## Task instructions
Continue the blog post on trying vibe coding with Shakespeare from the point where it stops.

Vibe Coding
After watching @derekross@grownostr.org do a talk and demo of Shakespeare I figured I probably ought to try this vibe coding everyone’s going on about more deeply than pasting function from ChatGTP.
But what to test with? I have been using a a half written life-logging app in various forms for more than a decade. It run in my smart watch for a while but mostly it’s been an android app made with web tools.
Might as well see if we can get that done more than ever before I suppose.
Shakespeare is a Chrome app with a split panel view, one side previewing the thing you’re building and the other is a chat with the robot that builds it.
It does build something pretty nice pretty fast.
Within a day I am quite impressed. The grid display for events works, the data seems to be properly stored in the IndexDB, the add-event dialog is exactly as I described it.
It detects when there are console errors and offers to look into them.
Trouble here is some other plugins seem to still be active and they, confused at being in the app sandbox, emit errors which the chat model can’t diagnose because they are not emitted by the code it’s examining.
When it gets stuck is can really rip the code apart trying to fix things. Rewriting entire functions, even at one point getting itself into an incredible mess by trying to change the build process itself.
But mostly it’s just doing as I ask, making the changes I request, and doing it fairly efficiently.
Haven’t yet looked at the actual code it’s producing though. So hard to tell how actually good it is other than doing as well or better than I would at the UI.
Man it gets grating being told “You’re absolutely right” over an over again before it even checks the code to see if I really am actually right. 😆
Running out of credit or chatbox context-window space in the middle of a task can leave the codebase in a tricky half-changed situation.

## Data to examine
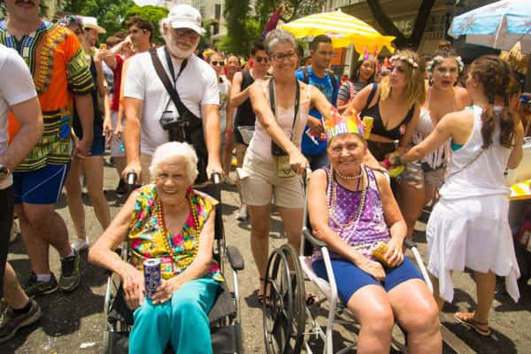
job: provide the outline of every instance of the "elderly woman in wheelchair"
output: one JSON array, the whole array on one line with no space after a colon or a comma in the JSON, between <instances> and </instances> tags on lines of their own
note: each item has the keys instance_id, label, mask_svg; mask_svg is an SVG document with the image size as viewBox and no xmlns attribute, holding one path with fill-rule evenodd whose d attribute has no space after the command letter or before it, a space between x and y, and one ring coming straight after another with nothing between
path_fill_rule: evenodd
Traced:
<instances>
[{"instance_id":1,"label":"elderly woman in wheelchair","mask_svg":"<svg viewBox=\"0 0 531 354\"><path fill-rule=\"evenodd\" d=\"M118 273L134 310L129 353L212 353L207 313L214 303L219 266L212 260L214 205L191 189L197 157L182 142L160 145L150 167L154 184L133 192L94 244L90 262ZM127 240L131 263L114 252ZM142 263L161 259L161 284L145 296Z\"/></svg>"},{"instance_id":2,"label":"elderly woman in wheelchair","mask_svg":"<svg viewBox=\"0 0 531 354\"><path fill-rule=\"evenodd\" d=\"M314 236L330 250L339 298L361 326L358 352L389 353L396 321L407 334L411 353L440 353L437 305L417 268L404 258L407 228L389 180L362 165L364 127L357 116L335 114L325 127L330 166L312 175L308 212ZM372 257L376 242L387 243L381 262ZM312 266L327 281L317 249Z\"/></svg>"}]
</instances>

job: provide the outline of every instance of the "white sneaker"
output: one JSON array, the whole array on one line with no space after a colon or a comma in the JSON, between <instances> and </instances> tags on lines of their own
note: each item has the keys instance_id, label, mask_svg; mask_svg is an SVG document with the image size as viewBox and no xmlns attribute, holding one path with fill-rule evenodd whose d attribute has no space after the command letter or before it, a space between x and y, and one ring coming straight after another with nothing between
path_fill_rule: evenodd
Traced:
<instances>
[{"instance_id":1,"label":"white sneaker","mask_svg":"<svg viewBox=\"0 0 531 354\"><path fill-rule=\"evenodd\" d=\"M72 248L79 253L81 250L87 250L88 248L88 242L87 242L87 240L85 239L78 238L72 242Z\"/></svg>"},{"instance_id":2,"label":"white sneaker","mask_svg":"<svg viewBox=\"0 0 531 354\"><path fill-rule=\"evenodd\" d=\"M236 212L236 220L246 220L249 219L249 212L247 212L247 205L242 204L240 209Z\"/></svg>"}]
</instances>

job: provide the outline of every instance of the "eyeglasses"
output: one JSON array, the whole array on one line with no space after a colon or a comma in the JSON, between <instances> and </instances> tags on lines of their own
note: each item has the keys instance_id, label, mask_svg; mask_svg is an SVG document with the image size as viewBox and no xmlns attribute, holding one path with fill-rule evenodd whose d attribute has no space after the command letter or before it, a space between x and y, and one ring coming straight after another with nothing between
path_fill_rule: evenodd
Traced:
<instances>
[{"instance_id":1,"label":"eyeglasses","mask_svg":"<svg viewBox=\"0 0 531 354\"><path fill-rule=\"evenodd\" d=\"M395 71L395 69L396 69L396 71L398 73L404 73L404 66L392 66L391 65L391 66L389 66L389 73L393 73Z\"/></svg>"},{"instance_id":2,"label":"eyeglasses","mask_svg":"<svg viewBox=\"0 0 531 354\"><path fill-rule=\"evenodd\" d=\"M173 31L181 37L188 37L190 40L196 40L199 38L199 34L190 28L173 28Z\"/></svg>"},{"instance_id":3,"label":"eyeglasses","mask_svg":"<svg viewBox=\"0 0 531 354\"><path fill-rule=\"evenodd\" d=\"M267 58L266 57L255 57L255 61L258 64L264 62L264 63L267 63Z\"/></svg>"},{"instance_id":4,"label":"eyeglasses","mask_svg":"<svg viewBox=\"0 0 531 354\"><path fill-rule=\"evenodd\" d=\"M287 53L275 53L275 54L272 55L273 58L277 61L282 61L286 58L293 59L296 56L296 51L295 51L295 50L289 51Z\"/></svg>"}]
</instances>

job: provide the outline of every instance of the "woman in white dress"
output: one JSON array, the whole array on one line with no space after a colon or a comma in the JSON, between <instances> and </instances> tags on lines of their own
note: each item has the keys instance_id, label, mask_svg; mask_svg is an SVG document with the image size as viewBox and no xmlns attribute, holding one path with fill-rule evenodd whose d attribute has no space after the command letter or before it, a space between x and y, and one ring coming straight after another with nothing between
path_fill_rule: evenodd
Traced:
<instances>
[{"instance_id":1,"label":"woman in white dress","mask_svg":"<svg viewBox=\"0 0 531 354\"><path fill-rule=\"evenodd\" d=\"M497 57L474 60L466 79L473 106L445 115L421 143L391 158L394 165L416 161L451 139L448 174L427 227L428 270L440 309L453 299L451 271L474 271L476 311L454 317L481 335L490 334L496 274L505 277L515 302L519 297L504 171L521 159L523 127L509 108L510 80L509 65Z\"/></svg>"}]
</instances>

## Exercise output
The machine is committing to Git fairly well though, so when it freaks out and murders the code the rollback function seems like it usually rescues things.
Main criticisms of Shakespeare at this point is that I find I want better chat-management features.
The ability to switch back to old chat contexts to continue with a feature after swapping to a new one. Or to edit the chat itself: Sometimes it goes down blind alleys or spends a lot of tokens talking about what it has done. Would be good to be able to just cut out or edit huge chunks of the prior chat window before continuing. To manage it’s space.
Building code this way still requires being methodical, cyclical, gradual and checking and testing everything at every stage. If you can do these things and also describe what you want in detail then you probably really are already a dev, so not sure how well non-dev users will be doing. I certainly find myself describing how to change particular HTML tags or write specific functions, using the language we have to talk about code which non-dev users won’t have. So hard to tell how well this could work for non coders.
For me though, it’s going very well in the early prototype stage at least.